• **Task details**
Your answer should be the exact lines of the records, starting with the one containing "dark hair --vertices=whole-pixels" and running to the end.

• **Records supplied**
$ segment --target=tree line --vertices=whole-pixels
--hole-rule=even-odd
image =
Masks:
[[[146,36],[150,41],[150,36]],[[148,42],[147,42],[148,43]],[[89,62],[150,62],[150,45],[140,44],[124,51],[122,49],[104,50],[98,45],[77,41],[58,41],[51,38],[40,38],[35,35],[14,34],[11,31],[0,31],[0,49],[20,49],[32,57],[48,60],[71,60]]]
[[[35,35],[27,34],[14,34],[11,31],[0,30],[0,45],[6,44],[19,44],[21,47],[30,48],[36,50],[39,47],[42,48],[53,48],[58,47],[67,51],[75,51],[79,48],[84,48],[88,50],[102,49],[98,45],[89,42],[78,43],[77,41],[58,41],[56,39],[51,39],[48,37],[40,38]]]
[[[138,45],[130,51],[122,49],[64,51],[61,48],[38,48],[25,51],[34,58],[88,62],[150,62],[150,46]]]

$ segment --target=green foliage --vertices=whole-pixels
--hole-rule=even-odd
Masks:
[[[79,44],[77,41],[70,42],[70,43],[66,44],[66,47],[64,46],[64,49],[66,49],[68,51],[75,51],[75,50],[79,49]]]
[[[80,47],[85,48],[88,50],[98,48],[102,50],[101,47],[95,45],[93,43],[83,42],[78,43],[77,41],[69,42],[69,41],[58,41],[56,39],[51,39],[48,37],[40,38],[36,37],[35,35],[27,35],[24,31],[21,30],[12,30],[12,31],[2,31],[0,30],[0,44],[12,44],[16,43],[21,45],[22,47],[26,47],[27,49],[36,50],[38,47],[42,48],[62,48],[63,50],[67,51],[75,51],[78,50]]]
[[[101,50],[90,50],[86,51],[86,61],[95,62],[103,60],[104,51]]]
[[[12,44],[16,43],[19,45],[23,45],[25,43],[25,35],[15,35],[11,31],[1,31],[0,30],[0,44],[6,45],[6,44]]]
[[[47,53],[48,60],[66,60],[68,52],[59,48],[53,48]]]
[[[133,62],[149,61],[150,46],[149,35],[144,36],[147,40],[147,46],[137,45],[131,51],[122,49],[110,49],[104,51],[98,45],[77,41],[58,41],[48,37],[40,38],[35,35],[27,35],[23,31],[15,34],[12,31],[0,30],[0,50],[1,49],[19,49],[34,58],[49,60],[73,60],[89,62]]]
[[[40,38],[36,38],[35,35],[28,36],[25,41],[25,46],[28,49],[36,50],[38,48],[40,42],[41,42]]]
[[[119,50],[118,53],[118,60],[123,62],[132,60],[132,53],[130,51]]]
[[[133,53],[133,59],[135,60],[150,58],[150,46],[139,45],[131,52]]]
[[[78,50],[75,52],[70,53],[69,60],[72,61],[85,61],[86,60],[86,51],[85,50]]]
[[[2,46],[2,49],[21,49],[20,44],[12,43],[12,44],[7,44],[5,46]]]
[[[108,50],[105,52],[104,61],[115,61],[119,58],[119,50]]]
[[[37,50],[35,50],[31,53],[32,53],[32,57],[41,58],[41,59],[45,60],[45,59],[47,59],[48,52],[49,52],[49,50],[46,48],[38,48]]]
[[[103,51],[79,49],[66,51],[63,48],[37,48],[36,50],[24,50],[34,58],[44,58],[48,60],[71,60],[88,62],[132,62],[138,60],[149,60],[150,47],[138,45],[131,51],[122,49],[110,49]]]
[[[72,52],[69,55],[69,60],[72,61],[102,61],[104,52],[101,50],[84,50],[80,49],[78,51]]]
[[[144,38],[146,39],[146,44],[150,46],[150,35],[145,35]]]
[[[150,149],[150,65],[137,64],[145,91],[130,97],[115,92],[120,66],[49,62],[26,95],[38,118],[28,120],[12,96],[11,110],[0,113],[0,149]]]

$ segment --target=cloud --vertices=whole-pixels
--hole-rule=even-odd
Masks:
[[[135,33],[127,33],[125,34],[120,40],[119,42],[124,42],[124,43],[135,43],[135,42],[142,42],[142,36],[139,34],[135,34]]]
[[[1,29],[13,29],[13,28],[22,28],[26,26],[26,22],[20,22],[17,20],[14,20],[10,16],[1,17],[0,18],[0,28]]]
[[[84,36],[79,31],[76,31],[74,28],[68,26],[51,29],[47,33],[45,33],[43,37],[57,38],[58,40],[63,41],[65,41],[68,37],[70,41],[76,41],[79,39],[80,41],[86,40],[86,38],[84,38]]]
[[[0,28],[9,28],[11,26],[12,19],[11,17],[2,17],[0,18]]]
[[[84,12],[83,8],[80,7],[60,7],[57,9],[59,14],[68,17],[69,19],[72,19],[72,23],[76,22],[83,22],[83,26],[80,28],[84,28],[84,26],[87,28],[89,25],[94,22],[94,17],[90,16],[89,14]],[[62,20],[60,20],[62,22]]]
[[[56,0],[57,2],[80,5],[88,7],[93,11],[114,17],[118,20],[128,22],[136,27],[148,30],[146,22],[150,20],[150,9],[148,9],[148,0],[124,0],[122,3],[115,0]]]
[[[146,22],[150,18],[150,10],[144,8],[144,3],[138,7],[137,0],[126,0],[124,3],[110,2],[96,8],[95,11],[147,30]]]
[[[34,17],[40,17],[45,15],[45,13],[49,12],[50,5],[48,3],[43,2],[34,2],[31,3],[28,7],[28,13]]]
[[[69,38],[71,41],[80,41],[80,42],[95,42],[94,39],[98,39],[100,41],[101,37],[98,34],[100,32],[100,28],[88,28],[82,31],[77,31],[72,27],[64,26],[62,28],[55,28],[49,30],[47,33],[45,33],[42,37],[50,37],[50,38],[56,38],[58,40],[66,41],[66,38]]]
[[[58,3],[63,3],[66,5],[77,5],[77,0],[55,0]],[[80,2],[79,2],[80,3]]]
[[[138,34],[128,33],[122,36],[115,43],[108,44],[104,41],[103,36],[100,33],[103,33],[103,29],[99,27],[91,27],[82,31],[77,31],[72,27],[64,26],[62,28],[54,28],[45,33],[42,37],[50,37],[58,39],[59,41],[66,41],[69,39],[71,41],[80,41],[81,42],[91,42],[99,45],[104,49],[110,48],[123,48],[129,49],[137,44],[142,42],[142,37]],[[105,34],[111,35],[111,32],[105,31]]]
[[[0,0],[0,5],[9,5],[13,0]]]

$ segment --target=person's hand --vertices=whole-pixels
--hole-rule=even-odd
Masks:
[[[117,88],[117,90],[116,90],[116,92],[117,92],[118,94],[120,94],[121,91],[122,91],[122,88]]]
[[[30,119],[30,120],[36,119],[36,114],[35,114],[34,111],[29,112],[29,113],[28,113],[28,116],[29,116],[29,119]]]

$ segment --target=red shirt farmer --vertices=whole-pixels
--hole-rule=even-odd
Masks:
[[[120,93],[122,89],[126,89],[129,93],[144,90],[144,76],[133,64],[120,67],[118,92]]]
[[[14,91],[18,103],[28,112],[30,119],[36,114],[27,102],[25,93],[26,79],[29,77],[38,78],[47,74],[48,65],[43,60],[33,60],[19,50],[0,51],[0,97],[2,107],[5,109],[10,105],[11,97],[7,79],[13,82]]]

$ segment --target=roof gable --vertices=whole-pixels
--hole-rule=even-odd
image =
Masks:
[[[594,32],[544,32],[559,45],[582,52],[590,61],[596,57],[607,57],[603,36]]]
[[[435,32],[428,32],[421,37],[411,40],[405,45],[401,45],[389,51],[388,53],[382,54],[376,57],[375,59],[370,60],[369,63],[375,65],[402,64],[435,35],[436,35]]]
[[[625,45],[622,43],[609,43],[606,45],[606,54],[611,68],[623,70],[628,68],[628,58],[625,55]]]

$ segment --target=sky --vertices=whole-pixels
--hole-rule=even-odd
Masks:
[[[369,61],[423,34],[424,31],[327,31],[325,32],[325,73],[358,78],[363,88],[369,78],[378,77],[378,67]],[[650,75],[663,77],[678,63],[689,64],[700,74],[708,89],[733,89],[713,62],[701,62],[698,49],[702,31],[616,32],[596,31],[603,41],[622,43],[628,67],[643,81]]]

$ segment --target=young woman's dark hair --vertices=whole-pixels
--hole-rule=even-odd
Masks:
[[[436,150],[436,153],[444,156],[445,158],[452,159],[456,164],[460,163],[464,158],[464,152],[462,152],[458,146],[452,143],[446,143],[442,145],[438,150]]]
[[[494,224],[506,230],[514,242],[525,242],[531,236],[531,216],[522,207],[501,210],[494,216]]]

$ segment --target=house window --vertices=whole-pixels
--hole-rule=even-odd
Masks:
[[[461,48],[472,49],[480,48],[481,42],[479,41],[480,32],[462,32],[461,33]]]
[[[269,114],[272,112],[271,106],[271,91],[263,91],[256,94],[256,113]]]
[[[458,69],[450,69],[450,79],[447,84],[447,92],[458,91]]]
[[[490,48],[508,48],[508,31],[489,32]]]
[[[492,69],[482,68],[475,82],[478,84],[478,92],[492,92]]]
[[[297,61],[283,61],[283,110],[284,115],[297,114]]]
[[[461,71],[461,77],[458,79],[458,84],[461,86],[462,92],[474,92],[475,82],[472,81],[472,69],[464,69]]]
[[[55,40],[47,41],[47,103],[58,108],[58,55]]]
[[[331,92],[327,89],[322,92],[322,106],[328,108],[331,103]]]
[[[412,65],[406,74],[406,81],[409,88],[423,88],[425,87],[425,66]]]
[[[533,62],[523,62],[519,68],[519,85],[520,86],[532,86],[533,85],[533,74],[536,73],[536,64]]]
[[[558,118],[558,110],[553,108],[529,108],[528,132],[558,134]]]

• **Expected answer**
$ segment --target=young woman's dark hair --vertices=whole-pixels
--hole-rule=even-odd
Masks:
[[[436,150],[436,153],[444,156],[445,158],[452,159],[456,164],[460,163],[464,158],[464,152],[462,152],[458,146],[452,143],[446,143],[442,145],[438,150]]]
[[[494,224],[506,230],[514,242],[525,242],[531,236],[531,216],[522,207],[501,210],[494,216]]]

$ segment --target=house window --vertices=whole-pixels
--hole-rule=even-odd
Masks:
[[[461,48],[472,49],[480,48],[481,42],[479,41],[480,32],[462,32],[461,33]]]
[[[269,114],[272,112],[271,106],[271,91],[263,91],[256,94],[256,113]]]
[[[458,69],[450,69],[450,79],[447,84],[447,92],[458,91]]]
[[[490,48],[508,48],[508,31],[489,32]]]
[[[492,69],[482,68],[475,82],[478,84],[478,92],[492,92]]]
[[[297,61],[283,61],[283,110],[284,115],[297,114]]]
[[[461,71],[461,77],[458,79],[458,84],[461,86],[462,92],[474,92],[475,82],[472,81],[472,69],[464,69]]]
[[[55,40],[47,41],[47,103],[58,108],[58,55]]]
[[[331,92],[327,89],[322,92],[322,106],[328,108],[331,103]]]
[[[412,65],[406,74],[406,81],[409,88],[423,88],[425,87],[425,66]]]
[[[533,62],[523,62],[519,68],[519,85],[520,86],[532,86],[533,85],[533,74],[536,73],[536,64]]]
[[[558,118],[558,110],[553,108],[529,108],[528,132],[558,134]]]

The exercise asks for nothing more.